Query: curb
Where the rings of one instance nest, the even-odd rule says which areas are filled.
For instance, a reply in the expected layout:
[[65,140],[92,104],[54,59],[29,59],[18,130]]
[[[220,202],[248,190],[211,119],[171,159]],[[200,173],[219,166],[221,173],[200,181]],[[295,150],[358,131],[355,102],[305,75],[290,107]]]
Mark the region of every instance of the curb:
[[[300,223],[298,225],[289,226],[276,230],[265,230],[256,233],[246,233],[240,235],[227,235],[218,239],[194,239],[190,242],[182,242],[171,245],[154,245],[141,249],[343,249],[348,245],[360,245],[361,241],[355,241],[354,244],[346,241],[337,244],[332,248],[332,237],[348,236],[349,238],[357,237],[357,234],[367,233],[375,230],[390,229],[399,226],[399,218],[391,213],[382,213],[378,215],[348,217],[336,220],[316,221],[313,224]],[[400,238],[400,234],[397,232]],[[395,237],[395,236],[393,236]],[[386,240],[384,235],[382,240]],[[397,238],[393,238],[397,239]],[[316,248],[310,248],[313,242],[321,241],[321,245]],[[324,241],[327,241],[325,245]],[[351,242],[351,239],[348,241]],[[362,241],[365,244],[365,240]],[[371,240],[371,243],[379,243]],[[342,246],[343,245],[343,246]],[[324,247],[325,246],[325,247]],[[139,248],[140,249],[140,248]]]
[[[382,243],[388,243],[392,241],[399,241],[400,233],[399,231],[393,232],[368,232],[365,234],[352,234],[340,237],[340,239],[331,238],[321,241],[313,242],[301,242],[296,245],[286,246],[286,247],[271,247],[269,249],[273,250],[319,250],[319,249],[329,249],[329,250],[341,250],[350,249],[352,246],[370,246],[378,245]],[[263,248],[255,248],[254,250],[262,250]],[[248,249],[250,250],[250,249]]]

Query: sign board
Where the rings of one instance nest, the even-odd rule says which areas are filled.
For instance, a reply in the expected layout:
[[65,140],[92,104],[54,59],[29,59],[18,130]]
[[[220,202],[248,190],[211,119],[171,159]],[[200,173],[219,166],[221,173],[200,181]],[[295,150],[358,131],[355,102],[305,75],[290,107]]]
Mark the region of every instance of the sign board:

#####

**Work item**
Reproduce the records exactly as they appear.

**Solution for this exercise**
Query: curb
Where the rings of one instance nest, the even-odd rule says which areas are filled.
For instance, a reply in the expected layout:
[[65,140],[92,104],[54,59],[29,59],[18,130]]
[[[220,202],[248,190],[211,119],[171,159]],[[200,173],[219,166],[221,173],[200,181]],[[295,150],[358,131],[355,102],[305,75],[290,107]]]
Mark the region of every instance of the curb:
[[[300,223],[298,225],[289,226],[276,230],[265,230],[256,233],[246,233],[240,235],[227,235],[218,239],[194,239],[190,242],[182,242],[171,245],[154,245],[141,249],[343,249],[348,245],[360,245],[361,241],[355,241],[354,244],[346,241],[337,244],[332,248],[332,237],[348,236],[349,238],[357,237],[357,234],[367,233],[375,230],[390,229],[399,226],[399,218],[391,213],[382,213],[378,215],[348,217],[336,220],[316,221],[313,224]],[[400,238],[400,234],[397,232]],[[395,237],[395,236],[393,236]],[[386,240],[384,235],[382,240]],[[397,238],[393,238],[397,239]],[[316,248],[310,248],[313,242],[321,241],[321,245]],[[324,241],[327,241],[325,245]],[[351,242],[351,239],[348,241]],[[362,241],[365,244],[365,240]],[[371,240],[371,243],[379,243]],[[342,246],[343,245],[343,246]],[[324,247],[325,246],[325,247]],[[139,248],[140,249],[140,248]]]
[[[382,243],[388,243],[392,241],[399,241],[400,233],[399,231],[393,232],[368,232],[365,234],[352,234],[340,237],[340,239],[331,238],[321,241],[313,242],[301,242],[296,245],[286,246],[286,247],[271,247],[269,249],[273,250],[319,250],[319,249],[329,249],[329,250],[341,250],[350,249],[352,246],[370,246],[378,245]],[[263,248],[255,248],[254,250],[262,250]],[[248,249],[250,250],[250,249]]]

Query: sign board
Where the rings of one instance nest, the even-odd rule says which areas are filled.
For instance, a reply in the expected layout:
[[65,140],[92,104],[54,59],[29,59],[18,130]]
[[[220,202],[248,190],[211,119],[171,159]],[[200,173],[219,166],[221,173],[200,181]],[[295,150],[358,131],[355,102],[305,75],[290,107]]]
Mark the region of every instance of the sign board:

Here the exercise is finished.